TEXT SHOWN
[Start of section]

The biological behavior of PDEC is similar to that of SCLC, and metastatic pancreatic PDECs are often treated with the same chemotherapy regimens that are used to treat SCLCs. Combination chemotherapy with etoposide and cisplatin, one of the standard regimens for SCLC, is commonly used to treat pancreatic PDEC.
Moertel et al have reported that etoposide plus cisplatin produced good therapeutic results in patients with anaplastic neuroendocrine carcinoma (which has been defined as PDEC according to the recent WHO classification), with an overall regression rate of 67% and a median regression duration of 8 mo . Other investigators have reported similar results, with a median duration of response of 7-9 mo in patients with poorly differentiated endocrine tumors[12,13].

[End of section]

PROBLEMS TO SOLVE
- a) Answer these questions using the passage on pancreatic PDEC:
(i) Which combination chemotherapy is commonly used to treat pancreatic PDEC?
(ii) What overall regression rate did Moertel et al report?
(iii) What median duration of response did other investigators report?
- b) Decide whether each statement agrees with the passage on pancreatic PDEC:
(i) PDEC behaves biologically like SCLC.
(ii) Moertel et al reported a median regression duration of 12 months.
(iii) Under the recent WHO classification, anaplastic neuroendocrine carcinoma is defined as PDEC.
- c) Carry on writing the passage on pancreatic PDEC, starting after its last sentence.
The rows come from a different source than the passage on pancreatic PDEC.

INFORMATION
[Start of section]

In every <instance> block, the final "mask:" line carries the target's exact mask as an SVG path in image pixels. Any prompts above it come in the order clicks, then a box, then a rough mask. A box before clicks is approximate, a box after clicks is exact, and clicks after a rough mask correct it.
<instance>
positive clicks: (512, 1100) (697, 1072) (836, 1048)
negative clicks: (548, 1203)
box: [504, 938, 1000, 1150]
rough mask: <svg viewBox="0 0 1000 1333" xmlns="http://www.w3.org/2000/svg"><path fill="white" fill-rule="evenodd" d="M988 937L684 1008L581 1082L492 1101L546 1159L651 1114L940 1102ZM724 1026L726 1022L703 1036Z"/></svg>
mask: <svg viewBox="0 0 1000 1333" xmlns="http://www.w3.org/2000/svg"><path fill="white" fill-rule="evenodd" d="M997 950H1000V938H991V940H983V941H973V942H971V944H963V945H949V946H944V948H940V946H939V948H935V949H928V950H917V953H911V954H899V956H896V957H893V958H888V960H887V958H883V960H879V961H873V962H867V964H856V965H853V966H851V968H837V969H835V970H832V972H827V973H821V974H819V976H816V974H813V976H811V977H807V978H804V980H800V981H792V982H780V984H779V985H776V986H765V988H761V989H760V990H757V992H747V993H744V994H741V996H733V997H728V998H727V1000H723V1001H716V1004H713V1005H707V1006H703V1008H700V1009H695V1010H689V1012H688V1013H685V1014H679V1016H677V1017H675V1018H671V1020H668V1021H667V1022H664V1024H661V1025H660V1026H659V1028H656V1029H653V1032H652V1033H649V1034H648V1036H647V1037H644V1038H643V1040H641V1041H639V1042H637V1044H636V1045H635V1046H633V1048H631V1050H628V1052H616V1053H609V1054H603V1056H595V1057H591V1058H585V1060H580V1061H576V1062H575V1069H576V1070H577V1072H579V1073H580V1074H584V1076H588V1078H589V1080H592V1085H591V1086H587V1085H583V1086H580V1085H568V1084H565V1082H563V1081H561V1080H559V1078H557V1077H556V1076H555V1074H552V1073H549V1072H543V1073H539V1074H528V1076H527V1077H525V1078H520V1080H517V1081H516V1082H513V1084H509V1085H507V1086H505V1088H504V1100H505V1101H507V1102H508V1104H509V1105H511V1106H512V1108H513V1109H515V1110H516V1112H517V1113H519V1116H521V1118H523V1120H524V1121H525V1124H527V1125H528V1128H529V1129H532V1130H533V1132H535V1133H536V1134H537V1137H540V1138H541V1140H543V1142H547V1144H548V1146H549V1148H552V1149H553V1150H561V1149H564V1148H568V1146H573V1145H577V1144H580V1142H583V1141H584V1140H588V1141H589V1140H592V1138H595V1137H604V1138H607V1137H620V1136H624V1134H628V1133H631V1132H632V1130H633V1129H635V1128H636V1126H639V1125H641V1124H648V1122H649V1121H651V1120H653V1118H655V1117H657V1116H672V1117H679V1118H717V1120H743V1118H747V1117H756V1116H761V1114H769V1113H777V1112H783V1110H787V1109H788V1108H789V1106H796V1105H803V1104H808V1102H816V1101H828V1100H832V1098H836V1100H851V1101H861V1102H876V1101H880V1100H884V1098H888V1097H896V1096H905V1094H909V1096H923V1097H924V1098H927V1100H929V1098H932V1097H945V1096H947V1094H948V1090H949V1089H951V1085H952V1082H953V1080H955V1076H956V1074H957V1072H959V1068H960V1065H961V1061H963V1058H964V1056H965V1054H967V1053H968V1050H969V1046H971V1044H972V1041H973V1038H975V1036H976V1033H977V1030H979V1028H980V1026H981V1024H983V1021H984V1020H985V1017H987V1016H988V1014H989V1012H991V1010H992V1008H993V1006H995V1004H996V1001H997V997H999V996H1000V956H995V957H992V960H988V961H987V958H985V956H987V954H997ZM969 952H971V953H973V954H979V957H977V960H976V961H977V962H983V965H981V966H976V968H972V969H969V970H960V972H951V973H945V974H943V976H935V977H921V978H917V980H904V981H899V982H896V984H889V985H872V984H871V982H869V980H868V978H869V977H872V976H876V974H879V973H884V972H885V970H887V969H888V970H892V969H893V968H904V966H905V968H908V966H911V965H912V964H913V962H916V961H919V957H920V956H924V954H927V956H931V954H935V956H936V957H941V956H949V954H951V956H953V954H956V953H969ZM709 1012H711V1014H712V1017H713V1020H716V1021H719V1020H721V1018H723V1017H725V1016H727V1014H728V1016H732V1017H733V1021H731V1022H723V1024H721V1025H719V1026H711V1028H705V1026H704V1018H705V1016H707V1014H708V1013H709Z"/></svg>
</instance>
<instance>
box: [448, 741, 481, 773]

[End of section]

ANSWERS FOR THE TASKS
- a)
(i) Etoposide and cisplatin.
(ii) 67%.
(iii) 7-9 mo.

- b)
(i) Yes: "The biological behavior of PDEC is similar to that of SCLC"
(ii) No: "a median regression duration of 8 mo"
(iii) Yes: "which has been defined as PDEC according to the recent WHO classification"

- c)
Since the report of Moertel et al, the combination of etoposide and cisplatin has been considered to be the reference treatment for PDEC; however, confirmatory studies have not been performed because of the rarity of PDEC. If this first-line chemotherapy fails to treat pancreatic PDEC, there is no consensus regarding further treatment recommendations. Irinotecan plus cisplatin is one of the standard regimens for extensive-stage SCLC. In our case, the patient had been administered irinotecan monotherapy as second-line treatment before he was referred to our hospital. However, this therapy had been discontinued because ileus occurred after one cycle.
Several newer anticancer drugs, including paclitaxel, topotecan and gemcitabine, have shown little activity as single agents against neuroendocrine tumors (NETs). Gemcitabine is a nucleoside analog with structural similarities to cytarabine and is widely used in the treatment of advanced pancreatic adenocarcinoma. In a phase II trial of gemcitabine for the treatment of metastatic NETs, Kulke et al have reported that, although the treatment was well tolerated, no radiological responses were observed, 65% of the patients (n = 18) experienced disease stabilization, and that the median overall survival was less than 1 year. However, their study included various histological subtypes of NETs, and only two of the 18 patients had poorly differentiated NETs. Thus, the efficacy of gemcitabine for poorly differentiated NET of the pancreas remains unclear.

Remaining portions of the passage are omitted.